Swap every "marker" for "dot" in the records, starting with the line containing "# test: point to the utility" and going on through the line containing "[[33, 205], [240, 231], [150, 147]]", and change nothing else. Give back only those lines, and leave the pictures out.

───── DATA PROVIDED ─────

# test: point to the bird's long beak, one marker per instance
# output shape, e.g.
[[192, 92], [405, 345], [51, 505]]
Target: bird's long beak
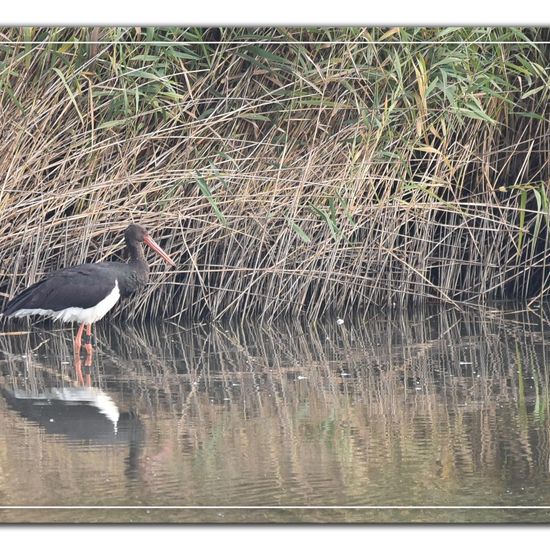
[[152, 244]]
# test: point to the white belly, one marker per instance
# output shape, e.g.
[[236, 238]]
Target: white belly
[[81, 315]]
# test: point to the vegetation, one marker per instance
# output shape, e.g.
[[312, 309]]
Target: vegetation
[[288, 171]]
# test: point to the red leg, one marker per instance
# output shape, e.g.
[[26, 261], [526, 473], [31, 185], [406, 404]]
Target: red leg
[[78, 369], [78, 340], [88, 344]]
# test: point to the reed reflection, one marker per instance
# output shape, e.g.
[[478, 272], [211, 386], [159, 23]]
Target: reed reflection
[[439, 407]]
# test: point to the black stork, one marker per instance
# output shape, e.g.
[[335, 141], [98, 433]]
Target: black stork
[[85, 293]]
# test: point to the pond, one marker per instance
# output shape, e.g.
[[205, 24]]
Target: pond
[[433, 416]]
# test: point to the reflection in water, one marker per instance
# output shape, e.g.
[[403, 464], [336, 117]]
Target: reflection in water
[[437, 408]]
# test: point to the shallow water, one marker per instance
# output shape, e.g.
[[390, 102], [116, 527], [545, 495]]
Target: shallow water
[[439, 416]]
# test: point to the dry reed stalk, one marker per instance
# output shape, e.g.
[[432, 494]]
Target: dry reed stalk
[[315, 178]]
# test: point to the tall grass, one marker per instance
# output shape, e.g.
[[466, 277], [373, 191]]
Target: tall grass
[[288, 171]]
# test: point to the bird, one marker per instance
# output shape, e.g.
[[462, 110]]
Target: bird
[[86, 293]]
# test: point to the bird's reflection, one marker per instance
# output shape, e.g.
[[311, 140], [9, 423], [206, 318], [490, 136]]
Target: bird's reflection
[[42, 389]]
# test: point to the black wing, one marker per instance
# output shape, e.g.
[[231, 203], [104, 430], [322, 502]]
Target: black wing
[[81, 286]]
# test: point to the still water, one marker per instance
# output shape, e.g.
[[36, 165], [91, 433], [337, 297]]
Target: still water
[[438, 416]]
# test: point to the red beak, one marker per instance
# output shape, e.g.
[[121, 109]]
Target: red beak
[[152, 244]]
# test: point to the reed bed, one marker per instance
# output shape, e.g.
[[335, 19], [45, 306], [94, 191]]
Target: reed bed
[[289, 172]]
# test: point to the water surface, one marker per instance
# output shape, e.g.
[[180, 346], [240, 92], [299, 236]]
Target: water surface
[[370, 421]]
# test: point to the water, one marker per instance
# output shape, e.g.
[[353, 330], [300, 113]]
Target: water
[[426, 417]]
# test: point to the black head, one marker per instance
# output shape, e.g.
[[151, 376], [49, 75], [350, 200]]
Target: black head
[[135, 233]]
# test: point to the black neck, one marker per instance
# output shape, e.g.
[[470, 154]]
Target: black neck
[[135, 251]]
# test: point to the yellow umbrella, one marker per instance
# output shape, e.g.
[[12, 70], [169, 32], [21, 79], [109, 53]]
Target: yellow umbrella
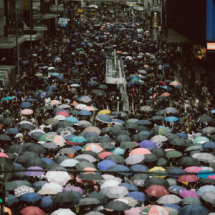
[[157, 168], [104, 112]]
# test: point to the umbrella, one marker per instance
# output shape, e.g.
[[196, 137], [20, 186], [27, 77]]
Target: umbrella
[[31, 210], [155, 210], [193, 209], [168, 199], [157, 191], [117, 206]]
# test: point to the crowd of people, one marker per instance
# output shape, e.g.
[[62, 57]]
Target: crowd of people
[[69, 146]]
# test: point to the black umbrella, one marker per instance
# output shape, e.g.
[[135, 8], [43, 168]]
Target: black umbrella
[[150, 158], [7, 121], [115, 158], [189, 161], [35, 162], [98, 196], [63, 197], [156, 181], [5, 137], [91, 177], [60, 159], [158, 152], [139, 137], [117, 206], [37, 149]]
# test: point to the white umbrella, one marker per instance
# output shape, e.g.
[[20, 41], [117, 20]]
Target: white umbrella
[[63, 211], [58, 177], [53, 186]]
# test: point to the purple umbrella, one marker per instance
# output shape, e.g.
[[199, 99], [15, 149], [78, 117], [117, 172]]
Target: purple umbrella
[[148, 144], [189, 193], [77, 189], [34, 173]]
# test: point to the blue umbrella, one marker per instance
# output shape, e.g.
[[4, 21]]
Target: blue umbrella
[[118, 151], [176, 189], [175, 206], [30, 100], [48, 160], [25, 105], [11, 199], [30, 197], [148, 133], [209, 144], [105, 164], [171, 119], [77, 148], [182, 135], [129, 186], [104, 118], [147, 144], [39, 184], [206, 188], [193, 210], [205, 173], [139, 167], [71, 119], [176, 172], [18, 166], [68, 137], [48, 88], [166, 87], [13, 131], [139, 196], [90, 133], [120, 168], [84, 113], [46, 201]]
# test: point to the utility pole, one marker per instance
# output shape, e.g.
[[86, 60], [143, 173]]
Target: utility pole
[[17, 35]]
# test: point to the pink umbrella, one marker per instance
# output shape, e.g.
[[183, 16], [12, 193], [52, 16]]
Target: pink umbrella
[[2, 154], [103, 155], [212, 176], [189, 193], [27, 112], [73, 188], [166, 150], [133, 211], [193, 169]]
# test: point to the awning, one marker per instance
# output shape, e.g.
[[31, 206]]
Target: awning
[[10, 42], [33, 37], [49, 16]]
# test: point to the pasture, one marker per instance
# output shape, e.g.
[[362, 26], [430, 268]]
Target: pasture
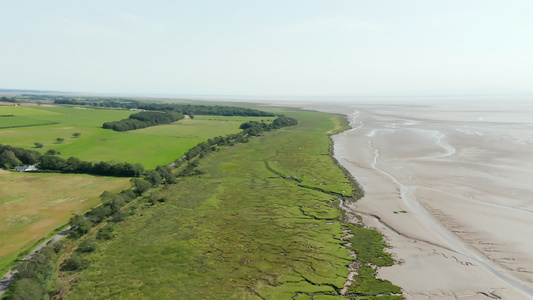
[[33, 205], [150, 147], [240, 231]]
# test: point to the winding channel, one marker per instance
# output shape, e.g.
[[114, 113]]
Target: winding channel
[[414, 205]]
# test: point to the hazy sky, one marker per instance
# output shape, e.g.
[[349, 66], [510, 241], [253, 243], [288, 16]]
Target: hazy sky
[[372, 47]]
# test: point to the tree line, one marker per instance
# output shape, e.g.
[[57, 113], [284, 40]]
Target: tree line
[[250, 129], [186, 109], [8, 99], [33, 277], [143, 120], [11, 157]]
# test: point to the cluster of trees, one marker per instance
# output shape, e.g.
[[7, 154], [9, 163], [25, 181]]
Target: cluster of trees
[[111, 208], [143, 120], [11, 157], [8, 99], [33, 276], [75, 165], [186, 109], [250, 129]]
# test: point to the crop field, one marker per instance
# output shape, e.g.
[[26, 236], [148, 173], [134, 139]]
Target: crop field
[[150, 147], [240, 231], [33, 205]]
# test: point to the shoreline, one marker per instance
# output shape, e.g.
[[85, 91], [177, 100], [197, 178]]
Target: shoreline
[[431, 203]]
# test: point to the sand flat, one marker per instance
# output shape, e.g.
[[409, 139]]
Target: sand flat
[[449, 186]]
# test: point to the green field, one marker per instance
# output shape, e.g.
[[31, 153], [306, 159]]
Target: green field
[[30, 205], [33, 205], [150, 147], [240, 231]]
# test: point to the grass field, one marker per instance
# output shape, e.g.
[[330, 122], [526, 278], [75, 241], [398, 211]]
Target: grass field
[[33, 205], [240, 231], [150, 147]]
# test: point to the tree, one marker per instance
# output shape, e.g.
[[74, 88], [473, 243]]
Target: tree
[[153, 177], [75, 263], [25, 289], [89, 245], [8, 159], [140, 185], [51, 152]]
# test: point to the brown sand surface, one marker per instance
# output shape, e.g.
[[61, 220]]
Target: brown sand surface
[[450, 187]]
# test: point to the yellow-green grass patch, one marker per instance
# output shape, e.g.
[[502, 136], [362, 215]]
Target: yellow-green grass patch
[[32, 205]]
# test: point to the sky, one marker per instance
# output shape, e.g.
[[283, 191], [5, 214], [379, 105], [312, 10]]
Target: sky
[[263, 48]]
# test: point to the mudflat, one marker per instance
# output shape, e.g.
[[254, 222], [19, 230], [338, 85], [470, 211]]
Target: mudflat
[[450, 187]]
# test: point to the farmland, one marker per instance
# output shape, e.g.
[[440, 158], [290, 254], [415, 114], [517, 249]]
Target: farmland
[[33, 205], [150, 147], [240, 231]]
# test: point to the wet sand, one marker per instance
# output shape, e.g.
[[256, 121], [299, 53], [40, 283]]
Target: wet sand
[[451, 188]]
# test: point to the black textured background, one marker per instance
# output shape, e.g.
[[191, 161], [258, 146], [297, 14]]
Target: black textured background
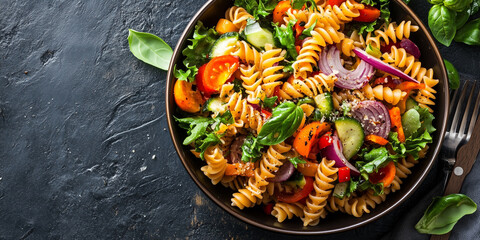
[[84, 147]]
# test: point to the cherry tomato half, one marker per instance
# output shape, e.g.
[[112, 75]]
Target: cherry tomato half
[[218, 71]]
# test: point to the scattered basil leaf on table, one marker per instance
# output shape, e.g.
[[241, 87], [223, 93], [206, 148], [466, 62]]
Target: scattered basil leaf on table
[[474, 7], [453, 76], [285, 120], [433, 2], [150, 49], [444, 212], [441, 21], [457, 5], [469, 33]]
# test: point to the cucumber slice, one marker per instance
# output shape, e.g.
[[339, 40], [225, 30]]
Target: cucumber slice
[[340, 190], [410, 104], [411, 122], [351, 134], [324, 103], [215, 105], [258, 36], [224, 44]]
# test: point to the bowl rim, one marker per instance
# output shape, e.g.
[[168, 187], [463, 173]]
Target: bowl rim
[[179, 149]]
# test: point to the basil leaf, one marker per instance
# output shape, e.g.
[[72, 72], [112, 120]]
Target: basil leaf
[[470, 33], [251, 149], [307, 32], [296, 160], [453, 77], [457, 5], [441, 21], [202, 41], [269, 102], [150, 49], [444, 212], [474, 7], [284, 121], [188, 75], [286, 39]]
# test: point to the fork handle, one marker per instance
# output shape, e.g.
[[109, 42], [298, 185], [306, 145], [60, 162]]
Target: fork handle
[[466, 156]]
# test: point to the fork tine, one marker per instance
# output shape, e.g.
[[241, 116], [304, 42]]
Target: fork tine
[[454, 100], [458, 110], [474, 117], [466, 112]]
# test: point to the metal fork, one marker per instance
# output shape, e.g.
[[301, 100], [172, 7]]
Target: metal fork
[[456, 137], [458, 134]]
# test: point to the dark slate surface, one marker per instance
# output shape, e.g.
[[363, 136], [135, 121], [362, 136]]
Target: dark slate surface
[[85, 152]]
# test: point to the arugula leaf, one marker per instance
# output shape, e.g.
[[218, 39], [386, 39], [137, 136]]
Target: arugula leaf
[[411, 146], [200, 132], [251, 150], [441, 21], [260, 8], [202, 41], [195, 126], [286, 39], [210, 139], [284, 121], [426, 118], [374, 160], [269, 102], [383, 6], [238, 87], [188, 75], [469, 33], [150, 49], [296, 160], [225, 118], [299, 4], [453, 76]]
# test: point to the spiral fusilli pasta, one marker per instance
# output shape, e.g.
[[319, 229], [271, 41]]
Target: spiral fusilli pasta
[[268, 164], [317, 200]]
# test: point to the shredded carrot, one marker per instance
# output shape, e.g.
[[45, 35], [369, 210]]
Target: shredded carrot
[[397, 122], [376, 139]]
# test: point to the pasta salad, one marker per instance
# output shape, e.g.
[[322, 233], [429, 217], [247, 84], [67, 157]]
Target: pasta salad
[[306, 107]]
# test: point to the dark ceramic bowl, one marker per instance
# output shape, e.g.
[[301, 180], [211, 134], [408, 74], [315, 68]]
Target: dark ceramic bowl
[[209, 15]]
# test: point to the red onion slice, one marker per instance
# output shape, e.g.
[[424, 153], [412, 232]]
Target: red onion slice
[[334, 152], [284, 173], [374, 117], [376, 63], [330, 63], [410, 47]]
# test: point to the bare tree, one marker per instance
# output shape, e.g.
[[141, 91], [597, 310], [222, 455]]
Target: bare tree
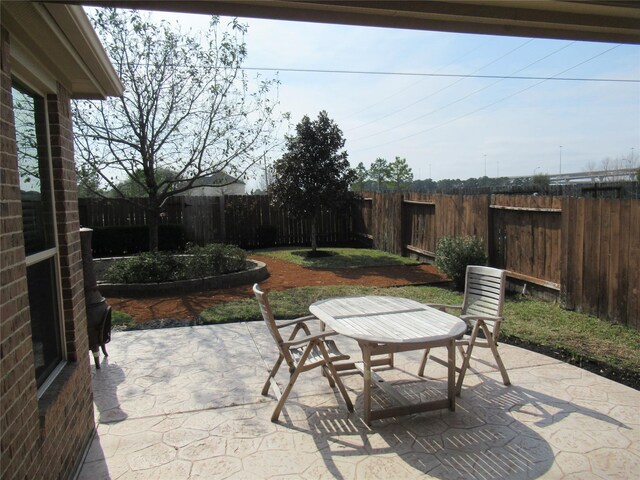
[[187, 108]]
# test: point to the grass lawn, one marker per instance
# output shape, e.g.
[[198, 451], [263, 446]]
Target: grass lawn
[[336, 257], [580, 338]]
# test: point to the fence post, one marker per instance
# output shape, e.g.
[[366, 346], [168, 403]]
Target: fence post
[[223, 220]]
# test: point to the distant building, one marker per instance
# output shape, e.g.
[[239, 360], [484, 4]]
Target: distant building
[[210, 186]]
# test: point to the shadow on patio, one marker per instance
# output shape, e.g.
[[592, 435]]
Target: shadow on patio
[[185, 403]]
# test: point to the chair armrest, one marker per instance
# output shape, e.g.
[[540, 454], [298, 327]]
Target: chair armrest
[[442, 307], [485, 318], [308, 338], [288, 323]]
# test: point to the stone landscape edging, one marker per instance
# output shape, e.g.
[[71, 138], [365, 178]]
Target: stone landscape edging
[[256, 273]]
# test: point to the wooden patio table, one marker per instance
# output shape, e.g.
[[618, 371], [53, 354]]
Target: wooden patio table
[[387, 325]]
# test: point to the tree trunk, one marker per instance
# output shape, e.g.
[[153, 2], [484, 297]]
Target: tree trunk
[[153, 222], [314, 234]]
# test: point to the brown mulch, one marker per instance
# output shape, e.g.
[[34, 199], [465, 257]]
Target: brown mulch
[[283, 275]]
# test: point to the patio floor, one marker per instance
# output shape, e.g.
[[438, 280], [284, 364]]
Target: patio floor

─────

**EXPECTED ANSWER**
# test: point to the utility pole, one dot per instance
# output shape, e.g.
[[86, 60], [143, 173]]
Target: utility pole
[[17, 35]]
# test: point to the pink umbrella, one dot per instance
# output shape, e.g.
[[183, 16], [12, 193], [52, 16]]
Target: pink umbrella
[[2, 154], [103, 155], [212, 176], [189, 193], [27, 112], [73, 188], [166, 150], [133, 211], [193, 169]]
# test: point to the awning, one dot per instance
# output shape, e.g.
[[31, 206]]
Target: awning
[[10, 42], [33, 37], [49, 16]]
# test: point to the pasture, one dot per instance
# output shape, e.g.
[[362, 26], [430, 268]]
Target: pasture
[[33, 205], [150, 147], [240, 231]]
# test: point to the winding channel, one dot per instance
# output shape, e.g.
[[114, 113]]
Target: winding channel
[[414, 205]]
# test: point to the hazy sky, one dot per instance
# output shape, e.g.
[[349, 66], [510, 241], [253, 243], [288, 16]]
Target: hazy sky
[[372, 47]]
# test: point to the tree line, one dot per instance
# output shape, e.g.
[[57, 113], [284, 40]]
Target: tree line
[[250, 129], [186, 109], [8, 99], [33, 277], [143, 120], [11, 157]]
# test: point to the cluster of trees, one dot per instance
# output shape, e.g.
[[7, 154], [9, 163], [25, 181]]
Target: cluster of trees
[[111, 208], [143, 120], [11, 157], [8, 99], [33, 276], [75, 165], [186, 109], [250, 129]]
# test: point to the crop field, one dot per instance
# output shape, e.g.
[[26, 236], [148, 173], [134, 139]]
Target: crop field
[[150, 147], [240, 231], [33, 205]]
# test: point to the shoreline, one dot per instance
# output shape, e.g.
[[85, 91], [177, 100], [197, 178]]
Target: shoreline
[[431, 203]]
# test: point to the sand flat, one dot per instance
# output shape, e.g.
[[409, 139]]
Target: sand flat
[[449, 186]]
# test: point to the green field, one dot per instance
# output shape, e.g.
[[31, 153], [306, 159]]
Target: green field
[[30, 205], [33, 205], [150, 147], [240, 231]]
# test: point to the grass field, one dot per instance
# output shape, e.g.
[[330, 122], [526, 278], [75, 241], [398, 211]]
Target: grass field
[[33, 205], [240, 231], [150, 147]]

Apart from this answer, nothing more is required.